Opdracht :: Herhaal woordelijk het stuk uit de column vanaf "De geboorte van" tot en met "al zo geweest.".
== Tekstfragment
Column Tweetalig

19 januari 2020

Henny Ridderikhof

Tweetalig.

De geboorte van de Heiland is niet verkondigd, vertelde mijn moeder verontwaardigd over de kerstpreek in haar PKN kerk.. Nu zou ik natuurlijk de preek kunnen terug luisteren op internet om mijn eigen oordeel te vellen, maar daar gaat het niet om. Bovendien weet ik dat mijn moeder op het moment dat ze de tale Kanaäns spreekt geen tegenspraak duldt. Dat is altijd al zo geweest.
====
== Geëxtraheerde gegevens
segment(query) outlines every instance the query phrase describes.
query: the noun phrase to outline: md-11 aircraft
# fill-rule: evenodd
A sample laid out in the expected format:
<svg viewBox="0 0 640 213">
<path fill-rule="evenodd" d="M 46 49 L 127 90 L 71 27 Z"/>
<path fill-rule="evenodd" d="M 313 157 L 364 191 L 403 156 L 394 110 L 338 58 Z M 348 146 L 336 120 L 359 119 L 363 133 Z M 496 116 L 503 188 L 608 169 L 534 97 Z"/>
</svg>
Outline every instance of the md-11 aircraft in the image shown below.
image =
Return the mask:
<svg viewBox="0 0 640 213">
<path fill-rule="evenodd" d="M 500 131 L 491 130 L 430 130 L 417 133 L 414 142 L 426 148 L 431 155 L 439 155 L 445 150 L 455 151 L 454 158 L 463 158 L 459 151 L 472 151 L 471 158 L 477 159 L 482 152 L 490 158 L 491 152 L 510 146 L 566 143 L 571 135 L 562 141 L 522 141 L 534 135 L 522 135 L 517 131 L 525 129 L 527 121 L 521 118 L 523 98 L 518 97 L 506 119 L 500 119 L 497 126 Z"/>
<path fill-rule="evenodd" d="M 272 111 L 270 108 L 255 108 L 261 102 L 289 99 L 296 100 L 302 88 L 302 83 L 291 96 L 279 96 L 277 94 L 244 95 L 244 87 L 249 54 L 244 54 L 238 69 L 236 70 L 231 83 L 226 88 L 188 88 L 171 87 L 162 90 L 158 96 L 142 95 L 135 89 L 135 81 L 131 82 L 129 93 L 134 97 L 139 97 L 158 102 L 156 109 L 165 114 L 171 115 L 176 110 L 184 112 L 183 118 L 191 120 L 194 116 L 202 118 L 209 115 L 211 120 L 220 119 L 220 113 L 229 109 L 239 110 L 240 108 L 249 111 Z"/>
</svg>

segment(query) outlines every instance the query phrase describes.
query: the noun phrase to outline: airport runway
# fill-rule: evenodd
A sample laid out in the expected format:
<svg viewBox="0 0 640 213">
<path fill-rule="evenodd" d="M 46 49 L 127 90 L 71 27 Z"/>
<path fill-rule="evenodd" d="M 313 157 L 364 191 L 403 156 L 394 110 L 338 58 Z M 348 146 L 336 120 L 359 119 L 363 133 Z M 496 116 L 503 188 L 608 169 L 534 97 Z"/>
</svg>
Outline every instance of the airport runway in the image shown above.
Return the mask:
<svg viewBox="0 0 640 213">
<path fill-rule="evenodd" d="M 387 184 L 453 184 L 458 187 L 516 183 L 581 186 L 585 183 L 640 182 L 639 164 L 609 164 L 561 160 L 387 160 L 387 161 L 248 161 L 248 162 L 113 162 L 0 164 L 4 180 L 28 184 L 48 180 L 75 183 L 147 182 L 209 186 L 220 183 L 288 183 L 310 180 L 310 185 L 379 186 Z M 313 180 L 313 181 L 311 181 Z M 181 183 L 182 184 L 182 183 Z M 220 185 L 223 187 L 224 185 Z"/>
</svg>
====
Uitvoer ::
De geboorte van de Heiland is niet verkondigd, vertelde mijn moeder verontwaardigd over de kerstpreek in haar PKN kerk.. Nu zou ik natuurlijk de preek kunnen terug luisteren op internet om mijn eigen oordeel te vellen, maar daar gaat het niet om. Bovendien weet ik dat mijn moeder op het moment dat ze de tale Kanaäns spreekt geen tegenspraak duldt. Dat is altijd al zo geweest.